**Texte étudié:**
..............................

Idée fausse, bien sûr, mais idée bonne.
On parlerait quelques années plus tard, quand la science arrive, d’une hypothèse fausse, mais d’une hypothèse d’un grand intérêt.
En 1783, ses expérimentations portent leurs fruits, il invite de bons amis à venir goûter ses premières conserves. Les exclamations de plaisir fusent, les convives sont ébahis de pouvoir gouter de tels plats en plein hiver.
Nicolas Appert étonnera encore ses hôtes, quand ils lui demanderont combien de temps comptait-il pour commercialiser ses conserves.
De sept à dix ans leur répond-il, après un instant de réflexion !
Sa claire voyance n’a rien de vraiment de surprenant quand on connaît comme lui sur le bout des doigts toutes les difficultés de l’aventure, toutes les chausse-trappes. La stérilisation demande une rigueur sans faille : le botulisme guette, pour ne citer qu’une des plus féroces maladies à l’affût.
Mais l’appât du grain rend les hommes tellement pressés !
Nicolas n’est pas pressé, c’est un homme méthodique, et c’est son plaisir.
Il image la musique « Time is the ennemy » de Quantic
Il sait que ses légumes doivent être de première fraîcheur, et que la récolte ne peut tolérer le ramassage d’un seul haricot pourri. Son père lui avait dit, et il l’a toujours vérifié.
Comment faire ?
Aux halles, les tricheurs sont légion qui vous présentent de beaux paniers avec une belle couche au dessus masquant de pauvres légumes abîmés. C’est le cas de le dire, ils vous en mettent plein la vue, mais c’est tout.
Près de Paris, les cultivateurs travaillent dans les marais, ce sont les maraîchers. Leurs légumes sont magnifiques, mais très fragiles. Nicolas l’a appris à ses dépens et en a compris l’origine. Ces légumiers utilisent larga manu l’engrais humain, qui ne manque guerre dans la capitale.
Chaque jour, les vidangeurs violent la réglementation en vendant leurs produits puants trop près de la capitale, ce qui est interdit par la loi.
Chaque jour les maraîchers violent la réglementation en utilisant ces excrétas frais, au lieu de les stocker trois ans pour que que la matière fécale « se consume ». En outre, ce « compost » doit être mélangé à la terre, alors que les maraichers épandent directement les vidanges fraîches sur le sol.
Les légumes sont comme « dopés », leur croissance est très rapide, leur aspect très engageant, et le risque sanitaire n’est pas mince.
Il a conclu de toutes ses observations pénétrantes qu’il lui faudrait maîtriser la chaine du procédé de A à Z, et donc cultiver lui-même les légumes, et aller jusqu’à connaître tous ses revendeurs de conserves !

..............................

**Informations extraites:**
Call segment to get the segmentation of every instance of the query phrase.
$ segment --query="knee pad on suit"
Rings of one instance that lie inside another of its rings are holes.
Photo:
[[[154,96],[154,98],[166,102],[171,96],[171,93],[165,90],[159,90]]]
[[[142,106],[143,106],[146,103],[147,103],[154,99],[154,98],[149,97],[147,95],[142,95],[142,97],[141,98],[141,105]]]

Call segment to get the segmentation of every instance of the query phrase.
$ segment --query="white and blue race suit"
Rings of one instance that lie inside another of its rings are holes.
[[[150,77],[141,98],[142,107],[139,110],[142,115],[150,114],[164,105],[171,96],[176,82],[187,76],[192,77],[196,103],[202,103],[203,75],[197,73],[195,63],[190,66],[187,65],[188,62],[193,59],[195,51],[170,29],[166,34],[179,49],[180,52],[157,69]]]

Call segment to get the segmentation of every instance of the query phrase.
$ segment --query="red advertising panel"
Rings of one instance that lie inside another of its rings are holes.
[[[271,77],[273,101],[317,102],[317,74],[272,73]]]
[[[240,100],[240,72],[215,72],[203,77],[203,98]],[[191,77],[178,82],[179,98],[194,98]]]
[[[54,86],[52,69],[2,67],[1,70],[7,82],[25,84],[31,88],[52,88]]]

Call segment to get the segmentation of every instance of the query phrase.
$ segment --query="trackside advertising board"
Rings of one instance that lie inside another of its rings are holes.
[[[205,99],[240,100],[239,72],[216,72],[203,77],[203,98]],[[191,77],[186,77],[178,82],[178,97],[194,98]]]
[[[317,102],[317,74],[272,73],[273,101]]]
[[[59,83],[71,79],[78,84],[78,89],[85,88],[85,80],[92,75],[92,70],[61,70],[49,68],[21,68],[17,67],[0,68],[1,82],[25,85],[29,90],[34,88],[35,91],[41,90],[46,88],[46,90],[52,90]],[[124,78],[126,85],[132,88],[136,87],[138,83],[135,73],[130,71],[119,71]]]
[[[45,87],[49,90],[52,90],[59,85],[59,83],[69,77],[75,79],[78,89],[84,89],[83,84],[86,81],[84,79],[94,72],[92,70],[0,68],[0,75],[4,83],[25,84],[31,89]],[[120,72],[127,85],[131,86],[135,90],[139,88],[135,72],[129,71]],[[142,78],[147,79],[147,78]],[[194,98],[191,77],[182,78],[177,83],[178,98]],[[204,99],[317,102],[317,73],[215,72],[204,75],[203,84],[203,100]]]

..............................

**Consigne A:** D'après le texte sur Nicolas Appert, pourquoi conclut-il qu'il doit maîtriser le procédé de A à Z et cultiver lui-même ses légumes ? Répondez en une à trois phrases.
**Consigne B:** Recopiez le passage du texte sur Nicolas Appert depuis « Mais l’appât du » jusqu'à « dans la capitale. » inclus.
Le matériel fourni n'est pas nécessaire pour répondre.

**Votre réponse A:** Ses légumes doivent être de première fraîcheur, sans un seul haricot pourri. Or, aux halles, les tricheurs cachent des légumes abîmés sous une belle couche. Près de Paris, les maraîchers épandent directement sur le sol de l'engrais humain frais, en violation de la réglementation, ce qui donne des légumes très fragiles et fait courir un risque sanitaire non négligeable.

**Votre réponse B:**
Mais l’appât du grain rend les hommes tellement pressés !
Nicolas n’est pas pressé, c’est un homme méthodique, et c’est son plaisir.
Il image la musique « Time is the ennemy » de Quantic
Il sait que ses légumes doivent être de première fraîcheur, et que la récolte ne peut tolérer le ramassage d’un seul haricot pourri. Son père lui avait dit, et il l’a toujours vérifié.
Comment faire ?
Aux halles, les tricheurs sont légion qui vous présentent de beaux paniers avec une belle couche au dessus masquant de pauvres légumes abîmés. C’est le cas de le dire, ils vous en mettent plein la vue, mais c’est tout.
Près de Paris, les cultivateurs travaillent dans les marais, ce sont les maraîchers. Leurs légumes sont magnifiques, mais très fragiles. Nicolas l’a appris à ses dépens et en a compris l’origine. Ces légumiers utilisent larga manu l’engrais humain, qui ne manque guerre dans la capitale.